- **TASK PROMPT**: Using the entries below, write out the line with "Target: green wooden post", the line with "Target: green grass", and every line in between, exactly as each is written.

[[ PROVIDED MATERIAL, beginning ]]

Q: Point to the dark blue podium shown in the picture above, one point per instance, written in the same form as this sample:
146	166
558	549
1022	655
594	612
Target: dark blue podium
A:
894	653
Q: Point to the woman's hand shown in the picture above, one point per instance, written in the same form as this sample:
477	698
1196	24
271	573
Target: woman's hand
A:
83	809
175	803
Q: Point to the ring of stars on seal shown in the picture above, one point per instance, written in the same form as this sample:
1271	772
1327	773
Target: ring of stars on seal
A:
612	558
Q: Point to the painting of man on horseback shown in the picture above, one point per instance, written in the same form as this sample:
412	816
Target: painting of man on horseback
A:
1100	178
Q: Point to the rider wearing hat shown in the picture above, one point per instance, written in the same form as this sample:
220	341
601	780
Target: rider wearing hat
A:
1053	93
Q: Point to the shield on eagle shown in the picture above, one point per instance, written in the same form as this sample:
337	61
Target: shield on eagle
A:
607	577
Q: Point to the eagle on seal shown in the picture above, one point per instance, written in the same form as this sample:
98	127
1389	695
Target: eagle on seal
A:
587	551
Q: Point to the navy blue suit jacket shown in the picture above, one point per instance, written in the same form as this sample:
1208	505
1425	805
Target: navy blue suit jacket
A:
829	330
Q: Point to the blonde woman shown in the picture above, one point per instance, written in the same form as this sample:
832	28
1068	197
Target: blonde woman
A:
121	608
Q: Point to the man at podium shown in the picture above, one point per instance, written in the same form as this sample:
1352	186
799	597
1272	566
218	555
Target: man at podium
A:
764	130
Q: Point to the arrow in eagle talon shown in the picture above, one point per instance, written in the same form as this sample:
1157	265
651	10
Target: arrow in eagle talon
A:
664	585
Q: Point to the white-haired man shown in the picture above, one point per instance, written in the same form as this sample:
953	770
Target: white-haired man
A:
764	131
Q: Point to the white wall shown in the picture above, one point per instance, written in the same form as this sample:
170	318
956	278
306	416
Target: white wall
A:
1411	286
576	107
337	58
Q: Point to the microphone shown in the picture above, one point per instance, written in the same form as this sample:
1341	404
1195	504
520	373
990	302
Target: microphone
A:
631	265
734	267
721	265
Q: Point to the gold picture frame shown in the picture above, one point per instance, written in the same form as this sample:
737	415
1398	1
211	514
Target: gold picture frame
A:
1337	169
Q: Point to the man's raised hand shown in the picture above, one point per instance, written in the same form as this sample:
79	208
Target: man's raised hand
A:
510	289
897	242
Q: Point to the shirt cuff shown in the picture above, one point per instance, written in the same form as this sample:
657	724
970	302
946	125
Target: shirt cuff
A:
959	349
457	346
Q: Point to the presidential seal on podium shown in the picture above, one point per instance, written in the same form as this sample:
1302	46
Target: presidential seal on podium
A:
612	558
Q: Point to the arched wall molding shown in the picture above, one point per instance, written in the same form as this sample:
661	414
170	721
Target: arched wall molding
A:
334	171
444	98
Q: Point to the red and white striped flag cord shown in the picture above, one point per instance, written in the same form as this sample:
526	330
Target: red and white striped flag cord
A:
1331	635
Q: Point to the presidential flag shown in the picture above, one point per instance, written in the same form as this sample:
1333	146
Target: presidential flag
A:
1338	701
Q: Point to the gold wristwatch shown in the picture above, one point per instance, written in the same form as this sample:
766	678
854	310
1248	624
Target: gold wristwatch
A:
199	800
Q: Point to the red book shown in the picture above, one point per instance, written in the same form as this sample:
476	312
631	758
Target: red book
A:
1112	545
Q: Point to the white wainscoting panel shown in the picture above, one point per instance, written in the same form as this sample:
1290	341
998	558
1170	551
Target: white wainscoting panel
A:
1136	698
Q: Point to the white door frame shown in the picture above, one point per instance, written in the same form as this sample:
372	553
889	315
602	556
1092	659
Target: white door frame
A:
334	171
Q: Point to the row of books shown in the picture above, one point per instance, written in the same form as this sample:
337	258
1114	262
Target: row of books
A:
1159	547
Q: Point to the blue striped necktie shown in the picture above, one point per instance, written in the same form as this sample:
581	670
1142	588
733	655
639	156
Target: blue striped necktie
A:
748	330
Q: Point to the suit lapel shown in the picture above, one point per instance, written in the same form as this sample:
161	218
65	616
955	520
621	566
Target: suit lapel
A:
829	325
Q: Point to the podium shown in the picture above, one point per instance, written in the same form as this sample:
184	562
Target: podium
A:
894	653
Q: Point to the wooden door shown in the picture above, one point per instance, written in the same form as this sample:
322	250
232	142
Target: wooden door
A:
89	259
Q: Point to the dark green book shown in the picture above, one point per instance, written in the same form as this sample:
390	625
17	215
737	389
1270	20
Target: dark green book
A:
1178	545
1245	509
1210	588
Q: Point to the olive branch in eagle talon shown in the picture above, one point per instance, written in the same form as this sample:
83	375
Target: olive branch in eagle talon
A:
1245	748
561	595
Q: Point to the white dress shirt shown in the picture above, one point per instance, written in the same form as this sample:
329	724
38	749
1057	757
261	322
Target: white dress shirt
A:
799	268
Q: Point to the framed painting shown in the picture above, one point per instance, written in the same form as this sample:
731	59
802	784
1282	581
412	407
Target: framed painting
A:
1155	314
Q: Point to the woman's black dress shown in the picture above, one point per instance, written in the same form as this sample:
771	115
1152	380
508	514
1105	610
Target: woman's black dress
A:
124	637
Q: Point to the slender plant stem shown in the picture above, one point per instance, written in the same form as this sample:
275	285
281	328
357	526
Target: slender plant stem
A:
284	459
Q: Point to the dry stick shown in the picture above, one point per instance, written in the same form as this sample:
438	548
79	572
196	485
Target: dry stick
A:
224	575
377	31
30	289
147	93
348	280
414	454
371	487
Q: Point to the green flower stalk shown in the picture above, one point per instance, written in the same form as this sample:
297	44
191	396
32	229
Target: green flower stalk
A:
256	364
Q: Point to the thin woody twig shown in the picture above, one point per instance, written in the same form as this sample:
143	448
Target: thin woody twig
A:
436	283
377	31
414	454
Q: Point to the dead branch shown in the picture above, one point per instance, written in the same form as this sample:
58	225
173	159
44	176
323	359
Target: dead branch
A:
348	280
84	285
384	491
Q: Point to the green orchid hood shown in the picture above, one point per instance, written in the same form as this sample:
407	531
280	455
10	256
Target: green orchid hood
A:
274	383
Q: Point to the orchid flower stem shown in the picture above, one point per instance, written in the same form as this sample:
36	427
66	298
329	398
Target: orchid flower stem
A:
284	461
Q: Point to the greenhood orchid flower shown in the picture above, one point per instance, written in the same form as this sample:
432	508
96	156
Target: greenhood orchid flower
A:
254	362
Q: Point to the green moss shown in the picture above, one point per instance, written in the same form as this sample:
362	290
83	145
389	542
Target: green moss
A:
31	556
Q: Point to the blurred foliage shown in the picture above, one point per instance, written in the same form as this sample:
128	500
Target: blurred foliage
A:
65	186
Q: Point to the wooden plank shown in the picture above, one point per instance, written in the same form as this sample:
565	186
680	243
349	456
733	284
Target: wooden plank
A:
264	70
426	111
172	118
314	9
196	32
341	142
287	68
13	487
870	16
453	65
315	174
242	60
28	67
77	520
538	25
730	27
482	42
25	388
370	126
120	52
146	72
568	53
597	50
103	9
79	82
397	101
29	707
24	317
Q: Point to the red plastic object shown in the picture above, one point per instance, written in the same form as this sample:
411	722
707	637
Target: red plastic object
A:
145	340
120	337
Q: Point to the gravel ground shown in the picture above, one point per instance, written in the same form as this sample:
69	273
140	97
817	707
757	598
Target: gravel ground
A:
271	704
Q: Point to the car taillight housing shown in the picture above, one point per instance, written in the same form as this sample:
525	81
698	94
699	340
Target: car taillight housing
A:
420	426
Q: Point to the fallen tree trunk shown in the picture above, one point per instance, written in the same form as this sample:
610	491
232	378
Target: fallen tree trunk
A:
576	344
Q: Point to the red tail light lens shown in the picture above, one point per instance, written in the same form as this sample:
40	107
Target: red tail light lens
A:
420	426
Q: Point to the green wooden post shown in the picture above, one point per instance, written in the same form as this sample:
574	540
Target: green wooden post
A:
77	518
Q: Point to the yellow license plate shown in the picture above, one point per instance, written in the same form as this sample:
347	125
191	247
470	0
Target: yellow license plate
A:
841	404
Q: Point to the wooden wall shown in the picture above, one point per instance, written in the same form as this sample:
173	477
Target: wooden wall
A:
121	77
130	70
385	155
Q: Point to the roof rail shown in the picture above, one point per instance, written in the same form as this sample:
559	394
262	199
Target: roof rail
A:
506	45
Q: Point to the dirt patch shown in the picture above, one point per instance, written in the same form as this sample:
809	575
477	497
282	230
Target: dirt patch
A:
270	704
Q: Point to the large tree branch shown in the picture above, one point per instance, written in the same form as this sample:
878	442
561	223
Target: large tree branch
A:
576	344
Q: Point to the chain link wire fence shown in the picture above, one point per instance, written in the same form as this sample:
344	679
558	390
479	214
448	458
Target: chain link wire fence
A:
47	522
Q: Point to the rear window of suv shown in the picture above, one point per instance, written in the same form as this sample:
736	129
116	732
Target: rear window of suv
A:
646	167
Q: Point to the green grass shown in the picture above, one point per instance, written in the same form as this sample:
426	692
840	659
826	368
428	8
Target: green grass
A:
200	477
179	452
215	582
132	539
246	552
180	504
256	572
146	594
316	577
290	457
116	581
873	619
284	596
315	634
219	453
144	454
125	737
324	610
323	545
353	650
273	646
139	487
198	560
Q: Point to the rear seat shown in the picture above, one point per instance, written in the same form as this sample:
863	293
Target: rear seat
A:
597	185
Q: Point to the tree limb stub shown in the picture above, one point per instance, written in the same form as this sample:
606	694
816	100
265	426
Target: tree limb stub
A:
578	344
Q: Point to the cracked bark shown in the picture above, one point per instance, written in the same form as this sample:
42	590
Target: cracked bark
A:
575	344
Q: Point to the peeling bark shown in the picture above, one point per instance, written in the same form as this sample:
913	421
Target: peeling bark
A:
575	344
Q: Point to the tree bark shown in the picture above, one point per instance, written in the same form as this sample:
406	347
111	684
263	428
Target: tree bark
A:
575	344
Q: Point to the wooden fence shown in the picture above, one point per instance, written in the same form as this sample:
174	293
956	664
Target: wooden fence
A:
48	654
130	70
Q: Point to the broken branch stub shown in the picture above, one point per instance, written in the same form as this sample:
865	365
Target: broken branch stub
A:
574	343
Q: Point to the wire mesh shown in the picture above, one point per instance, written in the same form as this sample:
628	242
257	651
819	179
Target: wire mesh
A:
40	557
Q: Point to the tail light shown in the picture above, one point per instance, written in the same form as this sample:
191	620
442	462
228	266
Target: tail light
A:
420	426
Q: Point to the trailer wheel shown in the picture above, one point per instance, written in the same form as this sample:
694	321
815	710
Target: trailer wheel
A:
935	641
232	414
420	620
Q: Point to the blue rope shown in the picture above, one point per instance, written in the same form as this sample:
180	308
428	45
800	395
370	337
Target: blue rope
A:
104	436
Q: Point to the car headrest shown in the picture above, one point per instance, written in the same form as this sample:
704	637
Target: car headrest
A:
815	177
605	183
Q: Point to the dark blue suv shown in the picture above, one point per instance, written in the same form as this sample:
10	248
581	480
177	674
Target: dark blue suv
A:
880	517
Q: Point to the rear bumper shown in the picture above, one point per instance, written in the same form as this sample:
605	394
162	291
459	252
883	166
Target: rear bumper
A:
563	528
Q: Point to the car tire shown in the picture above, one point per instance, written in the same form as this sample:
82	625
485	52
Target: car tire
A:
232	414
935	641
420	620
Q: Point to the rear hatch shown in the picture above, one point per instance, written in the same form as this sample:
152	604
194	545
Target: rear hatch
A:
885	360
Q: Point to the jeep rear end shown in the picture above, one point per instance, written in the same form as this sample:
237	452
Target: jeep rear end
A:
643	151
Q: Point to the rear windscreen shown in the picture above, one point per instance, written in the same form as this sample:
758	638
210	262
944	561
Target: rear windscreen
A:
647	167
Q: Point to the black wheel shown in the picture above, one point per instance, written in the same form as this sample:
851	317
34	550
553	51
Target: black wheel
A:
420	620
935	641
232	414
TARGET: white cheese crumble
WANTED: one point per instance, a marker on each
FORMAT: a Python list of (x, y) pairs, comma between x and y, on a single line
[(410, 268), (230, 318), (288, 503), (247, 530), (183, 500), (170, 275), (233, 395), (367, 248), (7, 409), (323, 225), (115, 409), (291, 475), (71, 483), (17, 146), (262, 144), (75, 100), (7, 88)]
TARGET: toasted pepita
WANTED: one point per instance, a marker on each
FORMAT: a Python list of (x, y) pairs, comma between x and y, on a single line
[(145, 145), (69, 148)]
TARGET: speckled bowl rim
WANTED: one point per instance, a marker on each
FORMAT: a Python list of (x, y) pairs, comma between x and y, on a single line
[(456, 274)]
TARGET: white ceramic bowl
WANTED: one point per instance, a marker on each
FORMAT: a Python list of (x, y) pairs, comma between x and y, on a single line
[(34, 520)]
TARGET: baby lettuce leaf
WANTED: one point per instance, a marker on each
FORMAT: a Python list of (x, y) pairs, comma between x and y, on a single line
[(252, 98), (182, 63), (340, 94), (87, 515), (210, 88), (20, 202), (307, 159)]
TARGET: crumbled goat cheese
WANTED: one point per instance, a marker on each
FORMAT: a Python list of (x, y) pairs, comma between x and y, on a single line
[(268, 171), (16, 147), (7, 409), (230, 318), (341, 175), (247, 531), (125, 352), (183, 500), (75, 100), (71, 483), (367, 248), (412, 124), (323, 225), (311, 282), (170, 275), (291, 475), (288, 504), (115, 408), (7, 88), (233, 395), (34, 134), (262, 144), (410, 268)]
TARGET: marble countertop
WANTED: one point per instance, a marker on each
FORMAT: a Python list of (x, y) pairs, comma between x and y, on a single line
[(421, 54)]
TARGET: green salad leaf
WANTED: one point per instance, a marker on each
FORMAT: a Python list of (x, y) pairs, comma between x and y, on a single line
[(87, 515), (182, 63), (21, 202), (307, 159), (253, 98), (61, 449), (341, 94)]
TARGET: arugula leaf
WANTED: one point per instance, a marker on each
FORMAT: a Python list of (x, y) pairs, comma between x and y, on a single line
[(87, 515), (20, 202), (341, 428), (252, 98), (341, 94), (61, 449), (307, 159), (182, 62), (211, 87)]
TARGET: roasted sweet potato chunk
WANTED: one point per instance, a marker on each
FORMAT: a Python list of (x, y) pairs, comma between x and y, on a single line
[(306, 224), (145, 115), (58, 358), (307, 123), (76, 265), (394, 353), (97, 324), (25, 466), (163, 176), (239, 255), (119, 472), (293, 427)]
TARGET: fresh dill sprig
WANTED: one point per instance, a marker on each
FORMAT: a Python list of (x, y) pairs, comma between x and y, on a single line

[[ PROVIDED MATERIAL, end ]]

- **SOLVED PROBLEM**:
Target: green wooden post
A:
77	518
Q: Point to the yellow license plate shown in the picture above, one point per instance, written in the same form as this sample:
347	125
191	247
470	0
Target: yellow license plate
A:
841	404
Q: Point to the wooden wall shown in the picture above, one point per instance, written in the same form as this sample:
173	477
Target: wooden wall
A:
121	77
130	70
385	155
Q: Point to the roof rail shown in the picture above, one point per instance, written in the same form as this sample:
559	394
262	199
Target: roof rail
A:
506	45
Q: Point to the dirt patch shown in the picture above, one point per instance, written in the same form as this sample:
809	575
477	497
282	230
Target: dirt patch
A:
270	704
Q: Point to the large tree branch shown in the picture above, one point per instance, written in the same form as this sample:
878	442
561	223
Target: large tree branch
A:
576	344
Q: Point to the chain link wire fence shown in the picture above, one point per instance, written in the same form as this sample:
344	679
558	390
479	214
448	458
Target: chain link wire fence
A:
47	522
Q: Point to the rear window of suv shown in the picture above, one point per instance, written in the same form as this sample:
736	129
116	732
Target: rear window of suv
A:
646	167
Q: Point to the green grass shown in the picture above, one point per instance, written in the same form as this sample:
426	692
840	659
826	368
428	8
Target: green grass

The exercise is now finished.